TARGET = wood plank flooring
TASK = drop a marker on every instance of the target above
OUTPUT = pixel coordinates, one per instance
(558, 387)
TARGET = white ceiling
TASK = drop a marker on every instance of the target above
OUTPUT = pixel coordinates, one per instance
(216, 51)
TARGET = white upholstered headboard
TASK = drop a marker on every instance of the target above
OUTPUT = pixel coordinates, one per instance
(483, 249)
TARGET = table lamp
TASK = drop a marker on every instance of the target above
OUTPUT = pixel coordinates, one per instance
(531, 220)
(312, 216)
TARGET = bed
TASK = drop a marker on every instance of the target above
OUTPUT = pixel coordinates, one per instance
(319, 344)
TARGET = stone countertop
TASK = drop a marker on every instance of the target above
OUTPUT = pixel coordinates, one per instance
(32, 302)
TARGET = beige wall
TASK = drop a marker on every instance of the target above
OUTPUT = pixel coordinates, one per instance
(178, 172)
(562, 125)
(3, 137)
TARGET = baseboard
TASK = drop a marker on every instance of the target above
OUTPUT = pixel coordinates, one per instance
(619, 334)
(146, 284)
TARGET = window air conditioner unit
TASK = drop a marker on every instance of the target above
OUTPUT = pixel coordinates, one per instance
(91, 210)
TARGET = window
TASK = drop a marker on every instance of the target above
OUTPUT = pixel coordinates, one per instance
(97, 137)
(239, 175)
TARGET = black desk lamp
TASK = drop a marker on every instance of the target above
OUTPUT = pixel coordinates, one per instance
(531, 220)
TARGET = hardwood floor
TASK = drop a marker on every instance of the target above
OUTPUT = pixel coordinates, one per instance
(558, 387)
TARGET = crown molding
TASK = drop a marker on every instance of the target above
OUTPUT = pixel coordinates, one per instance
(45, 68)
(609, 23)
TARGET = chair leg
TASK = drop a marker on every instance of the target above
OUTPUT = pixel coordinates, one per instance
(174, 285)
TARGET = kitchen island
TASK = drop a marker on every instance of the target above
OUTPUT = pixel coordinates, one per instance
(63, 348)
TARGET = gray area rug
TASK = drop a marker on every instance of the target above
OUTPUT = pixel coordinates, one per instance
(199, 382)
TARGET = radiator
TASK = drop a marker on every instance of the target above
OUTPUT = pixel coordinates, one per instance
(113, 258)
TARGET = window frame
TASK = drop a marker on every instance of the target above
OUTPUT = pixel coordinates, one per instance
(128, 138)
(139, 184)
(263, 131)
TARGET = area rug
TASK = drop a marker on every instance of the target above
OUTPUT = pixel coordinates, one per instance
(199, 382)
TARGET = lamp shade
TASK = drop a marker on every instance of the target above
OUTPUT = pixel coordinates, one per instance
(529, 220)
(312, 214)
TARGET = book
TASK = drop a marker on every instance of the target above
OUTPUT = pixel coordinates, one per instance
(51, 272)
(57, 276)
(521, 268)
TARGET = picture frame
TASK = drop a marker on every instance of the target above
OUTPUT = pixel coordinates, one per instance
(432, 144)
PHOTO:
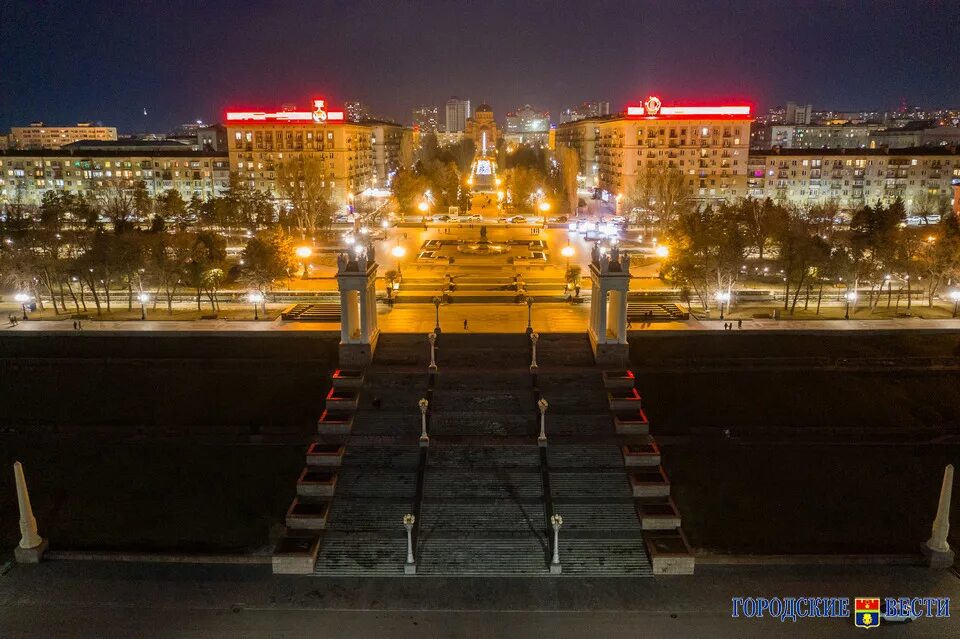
|---|
__GOAL__
Starting at the line that contains "TARGET = book" and ending at the last line of the items, both included, copy every line in full. Multiply each pixel coordinate in the answers by 2.45, round to whole numbers with halves going up, and leave the pictures out.

__OUTPUT FOR THIS TASK__
TARGET = book
TASK = drop a marker on every instance of the target above
OUTPUT = pixel coordinates, one per instance
(125, 666)
(140, 676)
(1276, 657)
TARGET = picture frame
TASK = drop a marker on every instance of the target above
OUTPUT = pixel coordinates, one per instance
(1058, 353)
PHOTO:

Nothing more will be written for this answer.